_Labeled-object pointing entries_.

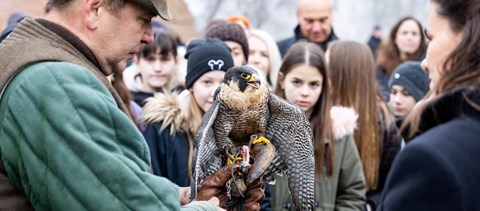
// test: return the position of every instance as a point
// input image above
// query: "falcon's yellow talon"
(261, 140)
(230, 159)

_WRITTEN INSTRUCTION_.
Change "talon" to "claw" throughout the items and write out their lines again with nothing else altered, leaving out the pictures.

_ANSWER TO THIS PROBLEM_.
// test: return the position of every instance as a point
// input image above
// query: "falcon's yellow claw"
(261, 140)
(230, 159)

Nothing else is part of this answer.